## Document segment
BEGIN

# New Spitfire IX to fly in 2017



## Crimea_River (Apr 27, 2017)

The long awaited "Y2-K" Spitfire project will reach a significant milestone this summer as the completed Spifire IX will take to the air. I saw this project in 2001 when it was still a fuselage in a jig in Comox BC.

Full story here: Spitfire Update > Vintage Wings of Canada


----------



## Jeff Hunt (Apr 27, 2017)

Excellent....she's a looker!

Cheers,

Jeff


----------



## fubar57 (Apr 27, 2017)

Beauty. I'll be on the island in August


----------



## Old Wizard (Apr 27, 2017)

Wow!


----------



## Crimea_River (Apr 28, 2017)

fubar57 said:


> Beauty. I'll be on the island in August



So even farther away. It will actually fly out of Gatineau George. VWOC took over the project several years ago and shipped the whole thing to their base there.


----------



## fubar57 (Apr 28, 2017)

Dang, my eye kept on focusing on Comox


----------



## Wurger (Apr 28, 2017)




----------



## rochie (Apr 28, 2017)

Can only be a good thing


----------



## Gnomey (Apr 28, 2017)

Very cool!


----------



## Airframes (Apr 29, 2017)

Excellent - another Spit to grace the skies, and even better that it's a 'Canadian' Spit, in Canada.


----------



## AlgiaNick (Apr 29, 2017)

Excellent!!! Marvelous!!! Tremendous!!! I love it!!!


----------



## Wayne Little (Apr 30, 2017)

Great to hear.


----------



## Wildcat (Apr 30, 2017)

Great news indeed!


----------



## Crimea_River (Jun 21, 2017)

She flies!

The First Flight of the Roseland Spitfire IX > Vintage Wings of Canada

Reactions: Like Like:
2 | Like List reactions


----------



## fubar57 (Jun 22, 2017)

Fantastic. I would love to be able to sit in the cockpit with the engine running............and then accidentally slam the throttle forward......and then regret not taking flying lessons


----------



## Wurger (Jun 22, 2017)




----------



## Gnomey (Jun 22, 2017)

Very cool!


----------



## Old Wizard (Jun 23, 2017)




----------



## Wayne Little (Jun 25, 2017)

Great to see..!


----------

END

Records

BEGIN

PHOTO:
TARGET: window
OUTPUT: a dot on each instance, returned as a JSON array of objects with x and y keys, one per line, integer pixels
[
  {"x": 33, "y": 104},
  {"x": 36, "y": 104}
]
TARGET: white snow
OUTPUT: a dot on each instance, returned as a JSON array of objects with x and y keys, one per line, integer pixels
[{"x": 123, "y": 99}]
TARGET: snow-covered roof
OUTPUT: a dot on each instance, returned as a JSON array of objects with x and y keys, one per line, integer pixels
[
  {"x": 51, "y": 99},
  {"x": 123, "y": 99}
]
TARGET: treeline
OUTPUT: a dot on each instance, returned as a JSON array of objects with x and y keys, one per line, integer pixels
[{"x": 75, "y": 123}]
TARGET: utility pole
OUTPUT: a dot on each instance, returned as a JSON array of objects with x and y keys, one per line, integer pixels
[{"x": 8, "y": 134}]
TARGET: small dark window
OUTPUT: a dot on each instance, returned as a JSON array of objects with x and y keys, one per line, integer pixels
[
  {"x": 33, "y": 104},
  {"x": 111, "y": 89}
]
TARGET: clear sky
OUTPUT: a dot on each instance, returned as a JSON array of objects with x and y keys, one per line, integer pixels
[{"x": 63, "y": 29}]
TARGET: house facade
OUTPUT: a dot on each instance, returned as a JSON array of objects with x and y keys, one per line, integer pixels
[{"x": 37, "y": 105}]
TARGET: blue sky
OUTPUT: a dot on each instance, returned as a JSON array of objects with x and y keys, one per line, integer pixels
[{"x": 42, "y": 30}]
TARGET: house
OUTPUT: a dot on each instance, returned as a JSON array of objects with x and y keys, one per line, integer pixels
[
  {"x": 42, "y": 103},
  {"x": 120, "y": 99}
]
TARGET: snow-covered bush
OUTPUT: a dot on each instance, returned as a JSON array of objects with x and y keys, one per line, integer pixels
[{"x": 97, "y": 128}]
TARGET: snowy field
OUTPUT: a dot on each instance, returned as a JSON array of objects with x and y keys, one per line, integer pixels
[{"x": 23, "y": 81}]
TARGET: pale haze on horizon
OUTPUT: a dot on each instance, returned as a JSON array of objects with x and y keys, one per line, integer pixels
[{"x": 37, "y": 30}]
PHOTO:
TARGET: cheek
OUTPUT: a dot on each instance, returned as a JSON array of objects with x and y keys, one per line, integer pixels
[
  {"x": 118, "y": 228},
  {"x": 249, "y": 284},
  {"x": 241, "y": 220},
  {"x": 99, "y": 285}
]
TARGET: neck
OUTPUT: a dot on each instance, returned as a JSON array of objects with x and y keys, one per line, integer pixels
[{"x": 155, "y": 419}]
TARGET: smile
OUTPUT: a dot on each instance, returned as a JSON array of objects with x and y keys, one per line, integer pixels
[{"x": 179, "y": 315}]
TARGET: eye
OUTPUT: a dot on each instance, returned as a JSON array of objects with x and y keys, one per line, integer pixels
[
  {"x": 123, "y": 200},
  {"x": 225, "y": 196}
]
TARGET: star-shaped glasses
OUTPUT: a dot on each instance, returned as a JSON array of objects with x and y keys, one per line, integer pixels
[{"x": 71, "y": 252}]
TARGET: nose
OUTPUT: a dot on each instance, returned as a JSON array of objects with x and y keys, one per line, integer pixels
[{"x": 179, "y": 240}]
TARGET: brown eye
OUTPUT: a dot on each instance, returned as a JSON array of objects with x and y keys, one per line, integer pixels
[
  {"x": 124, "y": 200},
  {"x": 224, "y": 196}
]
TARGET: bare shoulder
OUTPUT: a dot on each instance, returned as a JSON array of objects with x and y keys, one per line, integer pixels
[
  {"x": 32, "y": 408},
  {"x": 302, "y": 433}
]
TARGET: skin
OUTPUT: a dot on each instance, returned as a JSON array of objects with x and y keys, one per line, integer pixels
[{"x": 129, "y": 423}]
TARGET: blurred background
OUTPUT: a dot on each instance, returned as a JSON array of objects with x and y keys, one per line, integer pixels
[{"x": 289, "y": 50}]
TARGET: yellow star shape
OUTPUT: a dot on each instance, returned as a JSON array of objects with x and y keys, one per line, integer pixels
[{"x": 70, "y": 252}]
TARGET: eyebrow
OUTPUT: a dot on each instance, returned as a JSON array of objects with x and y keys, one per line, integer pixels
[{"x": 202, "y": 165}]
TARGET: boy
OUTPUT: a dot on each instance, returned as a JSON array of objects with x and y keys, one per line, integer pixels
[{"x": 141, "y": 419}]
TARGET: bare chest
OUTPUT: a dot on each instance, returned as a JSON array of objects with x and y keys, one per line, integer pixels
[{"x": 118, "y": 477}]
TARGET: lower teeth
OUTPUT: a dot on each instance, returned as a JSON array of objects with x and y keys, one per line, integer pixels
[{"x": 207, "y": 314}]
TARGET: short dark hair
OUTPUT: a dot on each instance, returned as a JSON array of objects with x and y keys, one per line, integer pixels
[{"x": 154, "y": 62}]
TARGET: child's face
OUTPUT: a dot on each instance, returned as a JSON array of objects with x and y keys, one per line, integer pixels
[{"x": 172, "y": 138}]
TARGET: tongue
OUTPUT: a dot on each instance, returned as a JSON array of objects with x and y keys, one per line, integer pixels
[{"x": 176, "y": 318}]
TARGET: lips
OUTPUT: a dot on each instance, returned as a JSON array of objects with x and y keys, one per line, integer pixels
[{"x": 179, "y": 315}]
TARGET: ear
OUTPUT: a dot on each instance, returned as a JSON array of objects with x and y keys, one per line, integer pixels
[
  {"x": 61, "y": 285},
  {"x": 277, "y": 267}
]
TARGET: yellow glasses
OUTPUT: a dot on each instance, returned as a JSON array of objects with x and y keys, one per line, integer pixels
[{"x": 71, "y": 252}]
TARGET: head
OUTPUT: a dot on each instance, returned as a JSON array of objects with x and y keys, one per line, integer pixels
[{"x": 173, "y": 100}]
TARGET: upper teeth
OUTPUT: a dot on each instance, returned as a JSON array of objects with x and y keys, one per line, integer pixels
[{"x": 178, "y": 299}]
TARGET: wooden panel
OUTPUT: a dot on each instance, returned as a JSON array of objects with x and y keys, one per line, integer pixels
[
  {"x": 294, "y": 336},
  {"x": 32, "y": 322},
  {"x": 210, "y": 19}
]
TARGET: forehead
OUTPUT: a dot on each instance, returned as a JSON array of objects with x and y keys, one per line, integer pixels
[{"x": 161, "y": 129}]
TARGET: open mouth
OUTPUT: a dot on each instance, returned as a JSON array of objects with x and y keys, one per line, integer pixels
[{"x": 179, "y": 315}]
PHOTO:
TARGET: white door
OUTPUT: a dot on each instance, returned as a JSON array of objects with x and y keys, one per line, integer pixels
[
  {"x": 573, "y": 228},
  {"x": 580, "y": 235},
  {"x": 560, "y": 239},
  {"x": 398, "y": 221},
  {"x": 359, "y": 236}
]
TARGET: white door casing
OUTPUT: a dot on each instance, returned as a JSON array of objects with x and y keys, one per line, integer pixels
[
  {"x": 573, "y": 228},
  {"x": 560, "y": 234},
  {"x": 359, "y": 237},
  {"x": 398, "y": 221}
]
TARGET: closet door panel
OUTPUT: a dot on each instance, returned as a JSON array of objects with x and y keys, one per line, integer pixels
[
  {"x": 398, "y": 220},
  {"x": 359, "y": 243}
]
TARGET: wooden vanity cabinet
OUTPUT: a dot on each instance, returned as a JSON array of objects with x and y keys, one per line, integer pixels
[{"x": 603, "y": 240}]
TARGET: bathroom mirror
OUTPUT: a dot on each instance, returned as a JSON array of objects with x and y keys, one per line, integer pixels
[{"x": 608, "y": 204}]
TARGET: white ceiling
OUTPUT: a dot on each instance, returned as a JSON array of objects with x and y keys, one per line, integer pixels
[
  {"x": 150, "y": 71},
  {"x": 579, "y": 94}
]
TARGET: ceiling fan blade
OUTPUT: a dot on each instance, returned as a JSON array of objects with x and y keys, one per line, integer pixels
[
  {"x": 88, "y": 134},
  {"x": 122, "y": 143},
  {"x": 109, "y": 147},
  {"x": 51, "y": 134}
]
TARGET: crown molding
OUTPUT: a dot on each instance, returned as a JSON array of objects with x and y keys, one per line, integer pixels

END

## What to work on
- A) In the forum thread, what state was the Spitfire project in when Crimea_River saw it in 2001?
- B) Which lines of the records contain the string "star"? Filter them out and copy each one.

## Solutions
- A) It was still a fuselage in a jig in Comox BC.

- B)
TARGET: star-shaped glasses
TARGET: yellow star shape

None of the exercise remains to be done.